=== EXERCISE OBJECTIVE ===
Once the line containing "Could you please" is found, copy it and each subsequent line exactly. Stop at the end of the records below.

───

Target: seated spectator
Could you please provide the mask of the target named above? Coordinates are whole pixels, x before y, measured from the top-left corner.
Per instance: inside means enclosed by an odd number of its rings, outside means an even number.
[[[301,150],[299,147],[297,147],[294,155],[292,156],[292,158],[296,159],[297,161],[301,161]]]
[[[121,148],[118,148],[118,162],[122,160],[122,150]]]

───

=== COMPLETED TASK ===
Could you please provide the mask of the target named above? Coordinates are whole pixels, x before y, measured from the top-left corner.
Per instance: inside means enclosed by an odd number of its rings, outside means an even number.
[[[301,150],[299,147],[297,147],[294,155],[292,156],[292,158],[296,159],[297,161],[301,161]]]
[[[121,148],[118,148],[118,162],[122,160],[122,150]]]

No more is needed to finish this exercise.